## Reading passage
--- START ---

A Novel Electrode Architecture for Monitoring Rifampicin in Various Pharmaceuticals

The present work involves the fabrication of glassy carbon electrode (GCE) with iron oxide nanoparticles (Fe3O4NPs) and multiwalled carbon nanotubes (MWCNTs) composite. Further it was immobilized with Coenzyme q (Co en-q/ Fe3O4NPs/MWCNTs/GCE) to enhance the electrochemical performance of the modified electrode for the determination of rifampicin (RIF). The designed sensor was successfully characterized by Fourier transform infrared spectroscopy (FT-IR), transmission electron microscopy (TEM), thermo gravimetry (TGA) and x-ray diffraction (XRD) studies. The electrochemical oxidation of RIF has been studied by cyclic voltammetry (CV) and differential pulse voltammetric techniques (DPV). The enzyme immobilized sensor surface area was calculated and found to be 10.03 mm 2 . This larger surface area was responsible for the oxidation of more number of RIF molecules on the surface of sensor. The RIF shows two anodic peaks at + 0.10 V and + 0.72 V in phosphate buffer solution (PBS) pH 7.5. The cyclic voltammetric measurements reveals that the developed sensor exhibited an enhanced electrochemical platform with an approximately eight-fold increment in the anodic peak currents. Under the optimized conditions, a good linear relationship was observed between peak currents and RIF concentration. The studied linearity range (2 – 20 μM) showed a limit of detection (LOD) of 0.032 μM, 0.413 μM and limit of quantification (LOQ) of 1.069 μM, 1.258 μM for anodic peaks I and peaks II respectively. The proposed sensor showed longstanding stability and high reproducibility. The method was successfully applied for the determination of RIF in pharmaceutical tablets without any sample pre-treatment.

--- END ---

## Given information
--- START ---

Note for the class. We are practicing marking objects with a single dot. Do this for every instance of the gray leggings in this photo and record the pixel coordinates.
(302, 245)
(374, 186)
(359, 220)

--- END ---

## Exercise instructions
Answer these about the rifampicin sensor abstract:
1. What surface area was found for the enzyme-immobilized sensor?
2. At what potentials does RIF show its two anodic peaks?
3. What linearity range was studied?

## Answer
1. 10.03 mm²
2. +0.10 V and +0.72 V
3. 2–20 μM